§ What the exercise asks: In the records below, find the line containing "Scan for lake surface in the image above.". Restate it and all the lines after it exactly, and omit the rest.

**** Supplied records

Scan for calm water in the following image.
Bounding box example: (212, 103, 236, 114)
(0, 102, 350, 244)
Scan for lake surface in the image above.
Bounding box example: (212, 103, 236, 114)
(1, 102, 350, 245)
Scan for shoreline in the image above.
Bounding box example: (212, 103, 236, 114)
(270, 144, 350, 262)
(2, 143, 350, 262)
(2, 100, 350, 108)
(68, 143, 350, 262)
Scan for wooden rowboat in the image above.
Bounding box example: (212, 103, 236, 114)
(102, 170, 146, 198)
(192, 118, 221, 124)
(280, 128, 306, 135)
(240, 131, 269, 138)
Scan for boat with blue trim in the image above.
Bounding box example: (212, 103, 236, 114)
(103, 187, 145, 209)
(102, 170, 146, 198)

********

§ Task answer:
Scan for lake surface in the image above.
Bounding box example: (212, 103, 236, 114)
(1, 102, 350, 245)
Scan for shoreline in the image above.
Bounding box example: (212, 103, 236, 114)
(270, 144, 350, 262)
(2, 143, 350, 262)
(2, 100, 350, 108)
(68, 143, 350, 262)
Scan for wooden rowboat in the image above.
Bounding box example: (212, 103, 236, 114)
(102, 170, 146, 198)
(192, 118, 221, 124)
(280, 128, 306, 135)
(240, 131, 269, 138)
Scan for boat with blue trim in the image above.
Bounding box example: (212, 103, 236, 114)
(103, 187, 145, 209)
(102, 170, 146, 198)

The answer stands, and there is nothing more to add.